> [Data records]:
_____
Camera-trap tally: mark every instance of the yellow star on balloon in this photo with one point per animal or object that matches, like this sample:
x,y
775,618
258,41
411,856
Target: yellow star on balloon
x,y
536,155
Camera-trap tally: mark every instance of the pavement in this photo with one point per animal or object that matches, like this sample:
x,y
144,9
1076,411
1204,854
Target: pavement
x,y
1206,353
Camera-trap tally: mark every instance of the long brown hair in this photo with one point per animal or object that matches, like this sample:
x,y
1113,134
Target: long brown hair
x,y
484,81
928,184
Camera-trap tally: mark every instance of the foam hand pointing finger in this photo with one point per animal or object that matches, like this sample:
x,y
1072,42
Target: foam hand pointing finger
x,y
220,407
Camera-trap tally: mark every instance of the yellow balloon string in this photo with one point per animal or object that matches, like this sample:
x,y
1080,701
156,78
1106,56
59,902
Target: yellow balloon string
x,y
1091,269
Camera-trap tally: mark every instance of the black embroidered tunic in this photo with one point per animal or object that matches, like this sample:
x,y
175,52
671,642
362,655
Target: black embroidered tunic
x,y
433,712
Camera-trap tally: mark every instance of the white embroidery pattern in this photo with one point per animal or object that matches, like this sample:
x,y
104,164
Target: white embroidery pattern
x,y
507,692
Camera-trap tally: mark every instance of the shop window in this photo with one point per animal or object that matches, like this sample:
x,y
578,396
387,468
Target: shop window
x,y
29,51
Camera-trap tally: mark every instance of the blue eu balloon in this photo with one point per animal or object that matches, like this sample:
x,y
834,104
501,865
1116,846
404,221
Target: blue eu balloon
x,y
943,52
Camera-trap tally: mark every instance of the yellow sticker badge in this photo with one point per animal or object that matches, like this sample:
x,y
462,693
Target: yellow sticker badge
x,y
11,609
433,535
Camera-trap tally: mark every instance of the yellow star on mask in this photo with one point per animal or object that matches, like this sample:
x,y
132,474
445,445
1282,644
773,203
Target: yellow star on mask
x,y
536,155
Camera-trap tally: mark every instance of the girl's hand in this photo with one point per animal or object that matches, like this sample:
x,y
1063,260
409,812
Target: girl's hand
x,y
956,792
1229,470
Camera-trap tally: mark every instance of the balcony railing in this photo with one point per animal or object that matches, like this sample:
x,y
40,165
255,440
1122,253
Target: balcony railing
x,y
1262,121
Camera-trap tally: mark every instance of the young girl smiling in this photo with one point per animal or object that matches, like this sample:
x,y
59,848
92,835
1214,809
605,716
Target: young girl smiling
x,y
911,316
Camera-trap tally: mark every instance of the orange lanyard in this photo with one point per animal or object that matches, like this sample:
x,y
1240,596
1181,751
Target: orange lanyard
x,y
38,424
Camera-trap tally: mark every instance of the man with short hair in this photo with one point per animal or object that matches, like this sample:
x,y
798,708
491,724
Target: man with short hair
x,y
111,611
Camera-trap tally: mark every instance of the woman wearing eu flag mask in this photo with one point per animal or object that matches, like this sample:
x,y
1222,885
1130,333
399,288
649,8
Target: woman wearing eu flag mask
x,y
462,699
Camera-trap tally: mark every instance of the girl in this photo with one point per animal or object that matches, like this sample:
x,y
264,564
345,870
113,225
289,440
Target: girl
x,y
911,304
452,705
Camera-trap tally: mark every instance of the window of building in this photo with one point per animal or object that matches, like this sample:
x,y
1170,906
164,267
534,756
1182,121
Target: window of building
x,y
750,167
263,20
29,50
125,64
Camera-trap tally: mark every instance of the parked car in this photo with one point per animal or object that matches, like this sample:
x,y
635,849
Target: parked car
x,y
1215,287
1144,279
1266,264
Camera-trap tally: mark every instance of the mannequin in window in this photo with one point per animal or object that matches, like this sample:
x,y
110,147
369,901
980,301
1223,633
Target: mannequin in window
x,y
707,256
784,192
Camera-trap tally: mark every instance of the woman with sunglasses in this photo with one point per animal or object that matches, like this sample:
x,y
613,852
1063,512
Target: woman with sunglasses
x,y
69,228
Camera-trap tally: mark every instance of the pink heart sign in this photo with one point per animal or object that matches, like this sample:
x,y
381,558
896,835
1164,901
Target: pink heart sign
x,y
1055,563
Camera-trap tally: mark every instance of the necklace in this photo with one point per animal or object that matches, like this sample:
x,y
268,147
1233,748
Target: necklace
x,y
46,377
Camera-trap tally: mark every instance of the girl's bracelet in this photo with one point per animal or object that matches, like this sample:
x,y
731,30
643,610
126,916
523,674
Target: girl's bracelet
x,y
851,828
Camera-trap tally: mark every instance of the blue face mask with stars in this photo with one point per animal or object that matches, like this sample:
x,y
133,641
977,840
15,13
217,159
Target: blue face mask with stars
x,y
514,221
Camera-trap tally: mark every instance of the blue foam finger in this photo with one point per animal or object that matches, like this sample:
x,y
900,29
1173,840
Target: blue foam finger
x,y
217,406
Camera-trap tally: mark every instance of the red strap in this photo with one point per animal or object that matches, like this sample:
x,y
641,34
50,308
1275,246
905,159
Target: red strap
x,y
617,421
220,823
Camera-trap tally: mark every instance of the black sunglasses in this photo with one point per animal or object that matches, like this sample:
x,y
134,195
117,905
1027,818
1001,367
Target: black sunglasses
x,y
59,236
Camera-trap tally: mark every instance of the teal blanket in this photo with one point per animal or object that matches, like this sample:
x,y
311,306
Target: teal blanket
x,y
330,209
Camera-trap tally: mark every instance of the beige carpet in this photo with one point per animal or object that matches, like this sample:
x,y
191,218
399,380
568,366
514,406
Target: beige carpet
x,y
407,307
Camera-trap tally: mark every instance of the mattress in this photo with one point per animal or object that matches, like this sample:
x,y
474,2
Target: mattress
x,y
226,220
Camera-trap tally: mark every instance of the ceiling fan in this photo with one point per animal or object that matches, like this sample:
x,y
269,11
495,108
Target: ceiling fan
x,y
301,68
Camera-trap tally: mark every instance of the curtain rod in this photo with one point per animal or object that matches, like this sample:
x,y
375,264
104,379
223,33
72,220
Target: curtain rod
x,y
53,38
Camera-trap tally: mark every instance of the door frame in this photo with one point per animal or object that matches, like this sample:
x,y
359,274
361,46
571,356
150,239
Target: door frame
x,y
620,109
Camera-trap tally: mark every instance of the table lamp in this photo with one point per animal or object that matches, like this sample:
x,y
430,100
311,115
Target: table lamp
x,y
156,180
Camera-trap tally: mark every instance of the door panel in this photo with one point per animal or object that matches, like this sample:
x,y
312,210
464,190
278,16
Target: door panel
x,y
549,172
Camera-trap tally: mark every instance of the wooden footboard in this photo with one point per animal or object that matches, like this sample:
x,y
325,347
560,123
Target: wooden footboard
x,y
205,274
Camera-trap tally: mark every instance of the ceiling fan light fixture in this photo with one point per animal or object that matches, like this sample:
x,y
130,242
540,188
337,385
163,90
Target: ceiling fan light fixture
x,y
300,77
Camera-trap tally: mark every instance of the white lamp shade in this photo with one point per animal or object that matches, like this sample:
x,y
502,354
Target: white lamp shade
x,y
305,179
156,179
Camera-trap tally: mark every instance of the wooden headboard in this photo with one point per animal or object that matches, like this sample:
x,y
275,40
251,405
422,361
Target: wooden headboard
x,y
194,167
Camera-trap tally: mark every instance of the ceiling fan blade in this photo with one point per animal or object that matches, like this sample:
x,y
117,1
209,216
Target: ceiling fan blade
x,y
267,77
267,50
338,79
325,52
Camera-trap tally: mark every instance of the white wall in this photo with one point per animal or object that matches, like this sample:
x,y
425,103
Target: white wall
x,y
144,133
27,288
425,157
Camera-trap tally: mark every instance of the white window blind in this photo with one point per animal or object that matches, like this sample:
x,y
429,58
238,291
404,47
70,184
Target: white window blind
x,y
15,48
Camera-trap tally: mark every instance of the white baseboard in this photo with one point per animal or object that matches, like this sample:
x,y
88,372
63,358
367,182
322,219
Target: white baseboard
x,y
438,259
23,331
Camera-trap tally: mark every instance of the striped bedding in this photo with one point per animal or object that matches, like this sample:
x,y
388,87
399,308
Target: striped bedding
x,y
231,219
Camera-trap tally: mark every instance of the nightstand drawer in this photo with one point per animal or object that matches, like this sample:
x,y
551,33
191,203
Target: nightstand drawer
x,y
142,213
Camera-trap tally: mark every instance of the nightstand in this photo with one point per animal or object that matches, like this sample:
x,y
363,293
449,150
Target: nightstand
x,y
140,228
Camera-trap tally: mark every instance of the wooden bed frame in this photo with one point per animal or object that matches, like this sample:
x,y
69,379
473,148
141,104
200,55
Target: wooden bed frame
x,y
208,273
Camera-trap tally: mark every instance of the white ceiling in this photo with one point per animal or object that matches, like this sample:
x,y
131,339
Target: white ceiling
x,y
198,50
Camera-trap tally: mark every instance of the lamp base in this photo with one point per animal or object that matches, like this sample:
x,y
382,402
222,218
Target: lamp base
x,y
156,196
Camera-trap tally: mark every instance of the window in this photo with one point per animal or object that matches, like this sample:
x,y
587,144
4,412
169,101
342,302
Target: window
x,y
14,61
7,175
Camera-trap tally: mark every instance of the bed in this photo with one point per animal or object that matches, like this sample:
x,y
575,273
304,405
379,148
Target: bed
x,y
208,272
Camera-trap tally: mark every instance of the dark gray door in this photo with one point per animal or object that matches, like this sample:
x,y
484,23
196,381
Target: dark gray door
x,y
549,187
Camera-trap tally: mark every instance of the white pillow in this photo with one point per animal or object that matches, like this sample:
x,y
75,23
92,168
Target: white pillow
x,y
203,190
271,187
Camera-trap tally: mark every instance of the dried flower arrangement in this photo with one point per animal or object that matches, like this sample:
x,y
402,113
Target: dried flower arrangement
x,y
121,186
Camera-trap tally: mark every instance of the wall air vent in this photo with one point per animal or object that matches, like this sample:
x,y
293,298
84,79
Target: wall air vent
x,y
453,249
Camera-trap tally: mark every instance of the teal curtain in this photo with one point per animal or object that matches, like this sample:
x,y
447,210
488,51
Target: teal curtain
_____
Give back exactly the lines that run from the line with "Camera-trap tally: mark every instance of the dried" through the close of the material, counting both ends, and nothing more.

> [IN RESPONSE]:
Camera-trap tally: mark every instance of the dried flower arrangement in this photo with one point per animal or object that matches, like this sample:
x,y
402,113
Target: dried flower arrangement
x,y
121,186
Camera-trap tally: mark every instance of the wall air vent in this photo with one point per animal or object that matches, like this sample:
x,y
293,298
84,79
Target: wall air vent
x,y
453,249
Camera-trap tally: mark every instance of the teal curtain in this photo with one point per animal or object that matches, like this sample:
x,y
447,210
488,51
Target: teal curtain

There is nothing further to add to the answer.